*** Supplied material Section Begins ***

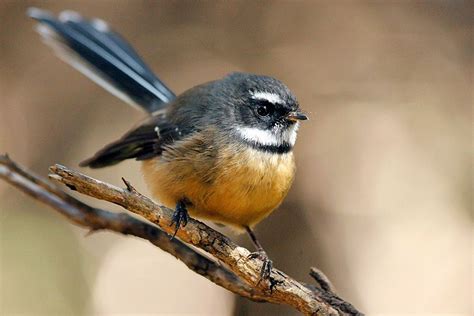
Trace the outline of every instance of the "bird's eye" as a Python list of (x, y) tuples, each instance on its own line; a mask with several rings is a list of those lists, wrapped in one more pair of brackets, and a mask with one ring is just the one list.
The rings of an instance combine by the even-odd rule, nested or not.
[(260, 116), (268, 116), (273, 113), (274, 107), (270, 102), (262, 102), (257, 106), (257, 114)]

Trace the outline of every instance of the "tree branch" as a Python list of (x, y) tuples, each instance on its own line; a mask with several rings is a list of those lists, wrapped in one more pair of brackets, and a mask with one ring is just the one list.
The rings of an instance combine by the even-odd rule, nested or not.
[(53, 207), (73, 223), (88, 228), (90, 233), (98, 230), (110, 230), (146, 239), (217, 285), (252, 300), (263, 300), (234, 273), (196, 252), (183, 242), (176, 239), (170, 240), (169, 236), (156, 226), (140, 221), (126, 213), (114, 213), (90, 207), (64, 193), (56, 186), (26, 172), (6, 156), (0, 156), (0, 178)]
[[(149, 240), (196, 273), (254, 301), (289, 305), (306, 315), (362, 315), (333, 292), (327, 278), (317, 269), (312, 270), (312, 275), (316, 275), (316, 286), (297, 282), (277, 269), (272, 270), (271, 282), (258, 282), (262, 261), (248, 260), (250, 252), (247, 249), (197, 220), (191, 219), (178, 231), (176, 237), (180, 240), (170, 240), (174, 232), (170, 226), (173, 210), (154, 203), (126, 180), (126, 188), (122, 189), (61, 165), (52, 166), (50, 171), (50, 178), (70, 189), (118, 204), (158, 227), (126, 213), (114, 213), (84, 204), (55, 185), (23, 170), (8, 156), (0, 156), (0, 178), (53, 207), (75, 224), (91, 231), (111, 230)], [(186, 244), (204, 250), (212, 258)]]

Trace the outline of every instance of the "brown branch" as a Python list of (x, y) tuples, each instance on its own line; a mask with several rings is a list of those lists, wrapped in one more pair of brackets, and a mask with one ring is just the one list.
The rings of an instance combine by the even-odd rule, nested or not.
[[(159, 228), (125, 213), (92, 208), (22, 170), (7, 156), (0, 156), (1, 178), (52, 206), (76, 224), (91, 230), (107, 229), (147, 239), (183, 261), (191, 270), (251, 300), (289, 305), (306, 315), (361, 315), (332, 291), (329, 281), (320, 272), (316, 278), (317, 286), (297, 282), (277, 269), (272, 270), (271, 282), (258, 282), (262, 262), (259, 259), (248, 260), (250, 252), (247, 249), (197, 220), (190, 220), (186, 227), (178, 231), (177, 237), (181, 241), (170, 240), (173, 211), (141, 195), (125, 180), (126, 188), (122, 189), (61, 165), (51, 167), (50, 171), (52, 179), (70, 189), (118, 204)], [(224, 265), (203, 256), (185, 243), (204, 250)]]
[(7, 156), (0, 156), (0, 178), (53, 207), (71, 222), (88, 228), (89, 234), (99, 230), (110, 230), (146, 239), (181, 260), (189, 269), (217, 285), (249, 299), (263, 301), (262, 297), (234, 273), (196, 252), (183, 242), (177, 239), (170, 240), (169, 236), (156, 226), (126, 213), (114, 213), (90, 207), (64, 193), (56, 186), (23, 170)]

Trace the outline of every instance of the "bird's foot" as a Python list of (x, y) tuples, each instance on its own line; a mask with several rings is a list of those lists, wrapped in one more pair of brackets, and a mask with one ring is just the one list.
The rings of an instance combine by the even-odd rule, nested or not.
[(174, 234), (171, 237), (173, 239), (176, 236), (180, 227), (186, 226), (189, 220), (188, 210), (186, 208), (186, 204), (183, 201), (178, 202), (176, 204), (176, 210), (173, 213), (173, 218), (171, 220), (170, 226), (175, 225)]
[(262, 260), (262, 268), (260, 270), (260, 278), (258, 279), (257, 285), (262, 280), (270, 280), (270, 274), (272, 273), (273, 262), (268, 258), (267, 253), (261, 249), (256, 252), (252, 252), (247, 256), (247, 259), (260, 259)]

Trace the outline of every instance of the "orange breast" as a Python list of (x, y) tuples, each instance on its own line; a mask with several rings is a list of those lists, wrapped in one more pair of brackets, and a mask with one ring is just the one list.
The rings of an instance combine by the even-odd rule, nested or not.
[(174, 209), (186, 197), (192, 217), (238, 228), (257, 224), (280, 205), (294, 170), (291, 152), (236, 150), (230, 145), (218, 151), (209, 146), (171, 150), (143, 163), (145, 181), (161, 203)]

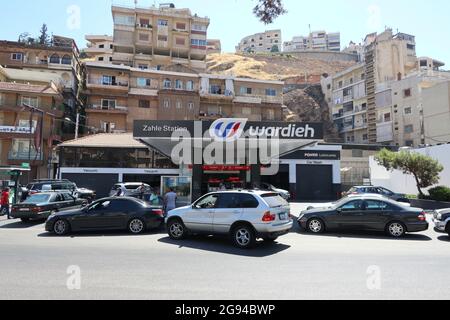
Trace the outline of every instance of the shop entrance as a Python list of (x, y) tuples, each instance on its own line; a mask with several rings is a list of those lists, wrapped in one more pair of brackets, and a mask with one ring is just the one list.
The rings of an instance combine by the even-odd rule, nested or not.
[(300, 201), (334, 200), (333, 167), (297, 165), (297, 198)]
[(153, 174), (124, 174), (123, 182), (143, 182), (159, 190), (161, 188), (161, 175)]
[(273, 176), (261, 176), (261, 182), (269, 183), (275, 188), (289, 190), (289, 165), (280, 164), (280, 169), (276, 175)]

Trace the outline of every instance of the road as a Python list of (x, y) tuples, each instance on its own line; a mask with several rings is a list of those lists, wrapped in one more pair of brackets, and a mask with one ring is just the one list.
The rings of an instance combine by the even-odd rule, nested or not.
[[(174, 242), (162, 231), (59, 238), (42, 224), (1, 217), (0, 292), (2, 299), (449, 299), (449, 249), (450, 238), (431, 228), (400, 240), (295, 228), (276, 244), (241, 251), (227, 239)], [(74, 270), (80, 282), (68, 274)], [(80, 289), (69, 290), (68, 279)]]

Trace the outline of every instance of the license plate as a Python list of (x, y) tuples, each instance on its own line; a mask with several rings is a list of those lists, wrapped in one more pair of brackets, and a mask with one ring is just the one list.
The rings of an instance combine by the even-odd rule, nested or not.
[(22, 208), (22, 209), (20, 209), (20, 211), (29, 211), (29, 209), (27, 209), (27, 208)]
[(280, 220), (286, 220), (287, 219), (287, 214), (286, 213), (280, 213), (278, 216), (280, 217)]

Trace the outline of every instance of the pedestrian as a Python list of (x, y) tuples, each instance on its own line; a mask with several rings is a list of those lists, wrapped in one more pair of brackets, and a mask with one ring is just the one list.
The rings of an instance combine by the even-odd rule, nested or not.
[(173, 188), (170, 188), (170, 191), (164, 197), (164, 204), (166, 208), (166, 212), (169, 213), (171, 210), (177, 207), (177, 194)]
[(141, 200), (145, 200), (144, 196), (145, 196), (145, 191), (147, 190), (147, 188), (145, 187), (145, 184), (142, 183), (141, 186), (136, 190), (139, 194), (139, 198)]
[(7, 215), (8, 219), (11, 219), (9, 216), (9, 188), (4, 188), (0, 197), (0, 212), (2, 215)]

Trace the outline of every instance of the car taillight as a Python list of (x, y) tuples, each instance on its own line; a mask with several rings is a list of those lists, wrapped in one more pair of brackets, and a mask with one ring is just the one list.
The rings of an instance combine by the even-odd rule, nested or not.
[(31, 194), (31, 195), (36, 194), (36, 193), (37, 193), (37, 191), (34, 191), (34, 190), (29, 192), (29, 194)]
[(41, 207), (33, 207), (33, 208), (31, 208), (31, 211), (33, 211), (33, 212), (41, 212), (42, 208)]
[(164, 217), (164, 211), (161, 209), (153, 209), (152, 212), (160, 217)]
[(427, 221), (427, 216), (425, 214), (425, 212), (422, 212), (419, 216), (419, 221)]
[(274, 214), (272, 214), (270, 211), (267, 211), (266, 213), (264, 213), (264, 216), (262, 218), (263, 222), (272, 222), (275, 221), (276, 216)]

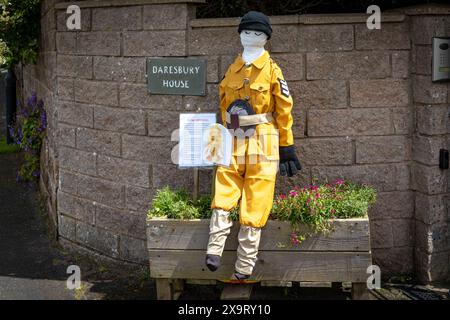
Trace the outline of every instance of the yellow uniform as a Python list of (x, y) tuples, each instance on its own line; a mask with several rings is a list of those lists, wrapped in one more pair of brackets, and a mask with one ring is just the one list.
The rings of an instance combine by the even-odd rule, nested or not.
[(235, 138), (231, 166), (217, 169), (212, 203), (212, 208), (230, 211), (241, 199), (241, 225), (262, 228), (272, 208), (278, 148), (294, 144), (292, 97), (280, 68), (267, 51), (248, 65), (238, 56), (220, 83), (219, 94), (224, 125), (227, 108), (237, 99), (248, 101), (256, 114), (273, 114), (273, 121), (258, 124), (245, 143), (237, 143)]

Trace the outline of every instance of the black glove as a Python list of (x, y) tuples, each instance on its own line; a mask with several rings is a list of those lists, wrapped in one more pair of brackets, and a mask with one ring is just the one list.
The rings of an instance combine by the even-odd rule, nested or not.
[(295, 147), (293, 145), (280, 147), (280, 174), (292, 177), (301, 169), (302, 166), (295, 153)]

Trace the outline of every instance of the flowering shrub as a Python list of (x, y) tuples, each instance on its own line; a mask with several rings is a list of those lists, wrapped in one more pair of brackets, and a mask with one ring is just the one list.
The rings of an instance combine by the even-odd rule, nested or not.
[[(299, 245), (310, 235), (301, 232), (301, 225), (310, 227), (313, 233), (327, 233), (331, 230), (331, 219), (365, 217), (375, 200), (373, 187), (338, 179), (333, 183), (295, 187), (288, 194), (277, 196), (269, 218), (290, 221), (293, 228), (290, 242)], [(159, 190), (153, 199), (148, 217), (209, 219), (212, 213), (210, 205), (210, 196), (193, 201), (188, 192), (172, 191), (166, 187)], [(231, 212), (233, 221), (239, 220), (238, 213), (238, 208)]]
[(44, 102), (37, 99), (35, 92), (27, 104), (19, 108), (16, 124), (10, 127), (15, 143), (24, 151), (24, 163), (17, 173), (17, 181), (37, 181), (40, 175), (40, 151), (47, 128)]
[(279, 195), (270, 218), (290, 221), (294, 228), (291, 243), (297, 245), (307, 236), (299, 234), (299, 223), (310, 226), (313, 232), (326, 233), (330, 230), (330, 219), (365, 217), (375, 200), (373, 187), (338, 179), (333, 183), (295, 187), (288, 194)]

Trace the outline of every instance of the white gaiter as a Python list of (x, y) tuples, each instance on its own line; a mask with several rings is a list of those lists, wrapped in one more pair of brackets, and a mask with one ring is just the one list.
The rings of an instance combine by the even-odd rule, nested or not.
[(252, 63), (258, 59), (265, 51), (267, 35), (261, 31), (242, 30), (241, 44), (244, 47), (242, 60), (245, 63)]

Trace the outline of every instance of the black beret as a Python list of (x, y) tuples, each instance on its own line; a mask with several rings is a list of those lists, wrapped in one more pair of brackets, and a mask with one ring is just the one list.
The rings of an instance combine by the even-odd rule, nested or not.
[(267, 35), (267, 39), (272, 36), (272, 27), (270, 25), (269, 17), (264, 13), (258, 11), (249, 11), (241, 19), (238, 32), (242, 30), (261, 31)]

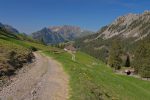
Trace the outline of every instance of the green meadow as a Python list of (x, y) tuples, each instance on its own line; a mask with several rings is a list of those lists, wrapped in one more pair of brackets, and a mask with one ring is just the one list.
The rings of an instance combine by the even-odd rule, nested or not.
[(68, 53), (44, 52), (62, 63), (70, 76), (70, 100), (149, 100), (150, 82), (117, 75), (101, 61), (77, 52), (76, 61)]

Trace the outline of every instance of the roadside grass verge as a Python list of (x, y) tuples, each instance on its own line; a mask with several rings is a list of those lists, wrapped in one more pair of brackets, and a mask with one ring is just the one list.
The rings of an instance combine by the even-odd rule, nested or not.
[(31, 62), (32, 58), (33, 54), (28, 48), (0, 39), (0, 78), (11, 76), (23, 64)]
[(64, 52), (46, 55), (62, 63), (70, 76), (70, 100), (149, 100), (150, 82), (115, 74), (101, 61), (77, 52), (76, 61)]
[(50, 46), (18, 40), (0, 33), (0, 77), (12, 75), (23, 64), (30, 62), (34, 58), (32, 52), (37, 50), (57, 51)]

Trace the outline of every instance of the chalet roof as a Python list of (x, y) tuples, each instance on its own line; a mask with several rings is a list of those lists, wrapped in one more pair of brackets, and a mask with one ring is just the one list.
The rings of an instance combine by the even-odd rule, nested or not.
[(71, 50), (71, 51), (76, 51), (76, 48), (74, 46), (72, 46), (72, 45), (66, 46), (65, 49)]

*** Supplied material Section Ends ***

▶ Requirement: Could you return exactly the stretch of the data above that starts at the line with "Trace the outline of every instance of the yellow" and ends at the line with "Trace the outline of every instance of the flowering", both lines included?

▶ Exercise output:
Trace the outline of every instance of the yellow uniform as a Python list of (x, y) tuples, each instance on its own line; a mask with several rings is a list of those lists, wrapped in one more pair of brackets, and a mask with one ring is just the one list.
The rings of an instance combine by the even-odd rule, nested or not.
[(235, 138), (231, 166), (217, 169), (212, 203), (212, 208), (230, 211), (241, 199), (241, 225), (262, 228), (272, 208), (278, 148), (294, 144), (292, 97), (280, 68), (267, 51), (248, 65), (238, 56), (220, 83), (219, 94), (224, 125), (227, 108), (237, 99), (248, 101), (256, 114), (273, 114), (273, 121), (258, 124), (245, 143), (237, 143)]

Trace the outline of every instance of the black glove as a Python list of (x, y) tuples, each instance on its own line; a mask with several rings is a list of those lists, wrapped in one more pair of brackets, and a mask with one ring is just the one list.
The rings of an instance combine by the even-odd rule, nested or not.
[(295, 147), (293, 145), (280, 147), (280, 174), (292, 177), (301, 169), (302, 166), (295, 153)]

Trace the outline of every instance of the flowering shrub as a Python list of (x, y) tuples, each instance on its own line; a mask with several rings is a list of those lists, wrapped in one more pair of brackets, and a mask with one ring is just the one list.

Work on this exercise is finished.